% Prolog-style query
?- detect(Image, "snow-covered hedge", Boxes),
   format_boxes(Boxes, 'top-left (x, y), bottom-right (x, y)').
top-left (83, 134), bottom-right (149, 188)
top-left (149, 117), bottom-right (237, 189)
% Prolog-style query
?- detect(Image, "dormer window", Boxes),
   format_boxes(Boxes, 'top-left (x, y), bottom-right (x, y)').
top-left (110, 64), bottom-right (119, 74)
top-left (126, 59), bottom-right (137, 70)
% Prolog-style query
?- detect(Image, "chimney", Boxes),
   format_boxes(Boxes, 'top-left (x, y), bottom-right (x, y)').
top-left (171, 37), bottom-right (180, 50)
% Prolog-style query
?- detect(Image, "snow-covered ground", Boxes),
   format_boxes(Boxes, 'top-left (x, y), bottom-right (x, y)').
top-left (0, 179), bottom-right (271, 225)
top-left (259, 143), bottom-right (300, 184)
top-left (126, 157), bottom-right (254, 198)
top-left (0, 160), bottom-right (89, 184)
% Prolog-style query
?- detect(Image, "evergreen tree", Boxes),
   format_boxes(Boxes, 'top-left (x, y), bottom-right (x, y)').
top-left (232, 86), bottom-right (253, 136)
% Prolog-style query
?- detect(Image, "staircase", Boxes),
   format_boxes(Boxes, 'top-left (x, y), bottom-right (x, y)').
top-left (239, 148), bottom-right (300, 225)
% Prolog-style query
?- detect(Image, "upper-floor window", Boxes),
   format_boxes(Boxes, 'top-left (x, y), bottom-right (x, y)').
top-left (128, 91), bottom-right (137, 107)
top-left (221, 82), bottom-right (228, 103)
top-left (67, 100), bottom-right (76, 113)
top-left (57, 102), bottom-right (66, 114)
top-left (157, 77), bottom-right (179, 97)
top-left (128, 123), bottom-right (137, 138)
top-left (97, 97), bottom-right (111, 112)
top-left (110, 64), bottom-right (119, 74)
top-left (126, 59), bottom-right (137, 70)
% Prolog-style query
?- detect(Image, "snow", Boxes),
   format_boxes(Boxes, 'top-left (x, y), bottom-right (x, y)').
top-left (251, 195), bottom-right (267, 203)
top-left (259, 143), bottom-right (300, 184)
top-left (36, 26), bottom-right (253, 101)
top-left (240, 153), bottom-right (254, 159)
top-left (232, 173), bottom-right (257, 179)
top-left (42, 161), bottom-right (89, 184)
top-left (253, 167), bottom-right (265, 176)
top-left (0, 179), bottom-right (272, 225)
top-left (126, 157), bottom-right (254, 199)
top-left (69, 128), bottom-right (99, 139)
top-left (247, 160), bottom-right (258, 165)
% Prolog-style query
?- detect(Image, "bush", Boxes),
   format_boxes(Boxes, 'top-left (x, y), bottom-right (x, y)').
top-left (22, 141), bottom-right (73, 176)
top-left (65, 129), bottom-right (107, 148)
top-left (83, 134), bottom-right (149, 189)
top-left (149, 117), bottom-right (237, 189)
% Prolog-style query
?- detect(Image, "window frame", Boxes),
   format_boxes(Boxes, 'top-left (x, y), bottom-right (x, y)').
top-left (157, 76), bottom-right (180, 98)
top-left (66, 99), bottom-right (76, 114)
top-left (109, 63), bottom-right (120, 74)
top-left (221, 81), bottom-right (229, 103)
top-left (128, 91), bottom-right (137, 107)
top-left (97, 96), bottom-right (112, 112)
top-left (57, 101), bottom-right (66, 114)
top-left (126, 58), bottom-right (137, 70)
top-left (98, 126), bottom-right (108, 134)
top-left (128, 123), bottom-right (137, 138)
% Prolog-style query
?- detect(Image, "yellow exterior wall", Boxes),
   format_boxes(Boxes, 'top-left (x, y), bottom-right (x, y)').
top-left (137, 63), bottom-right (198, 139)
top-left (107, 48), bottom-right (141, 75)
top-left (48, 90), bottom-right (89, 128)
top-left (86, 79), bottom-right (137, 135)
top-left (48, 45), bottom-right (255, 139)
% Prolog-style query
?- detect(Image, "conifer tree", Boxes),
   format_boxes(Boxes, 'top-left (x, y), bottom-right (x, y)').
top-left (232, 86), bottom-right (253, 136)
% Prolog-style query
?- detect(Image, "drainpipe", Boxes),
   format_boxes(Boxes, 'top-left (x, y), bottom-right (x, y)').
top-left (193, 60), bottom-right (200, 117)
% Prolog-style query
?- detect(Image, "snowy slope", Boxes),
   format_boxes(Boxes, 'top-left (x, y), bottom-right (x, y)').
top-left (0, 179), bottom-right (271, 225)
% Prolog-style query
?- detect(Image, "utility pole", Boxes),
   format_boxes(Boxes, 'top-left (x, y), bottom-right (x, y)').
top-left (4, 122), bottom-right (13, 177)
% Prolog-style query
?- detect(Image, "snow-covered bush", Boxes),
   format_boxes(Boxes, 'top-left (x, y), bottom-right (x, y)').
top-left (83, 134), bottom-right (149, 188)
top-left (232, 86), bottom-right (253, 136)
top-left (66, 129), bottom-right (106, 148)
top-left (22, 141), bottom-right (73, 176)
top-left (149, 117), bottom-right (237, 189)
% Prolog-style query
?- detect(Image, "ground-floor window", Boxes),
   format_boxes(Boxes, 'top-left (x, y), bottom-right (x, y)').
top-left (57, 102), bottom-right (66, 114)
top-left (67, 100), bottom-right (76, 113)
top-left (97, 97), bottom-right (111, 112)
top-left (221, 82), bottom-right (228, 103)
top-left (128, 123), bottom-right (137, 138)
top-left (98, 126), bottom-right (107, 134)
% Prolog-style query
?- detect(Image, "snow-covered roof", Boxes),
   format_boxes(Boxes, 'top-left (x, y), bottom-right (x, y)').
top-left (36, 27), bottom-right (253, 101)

AIM OF THE EXERCISE: Copy down each line in the entries that has the word "bush".

ANSWER TO THE EXERCISE:
?- detect(Image, "bush", Boxes),
?- detect(Image, "snow-covered bush", Boxes),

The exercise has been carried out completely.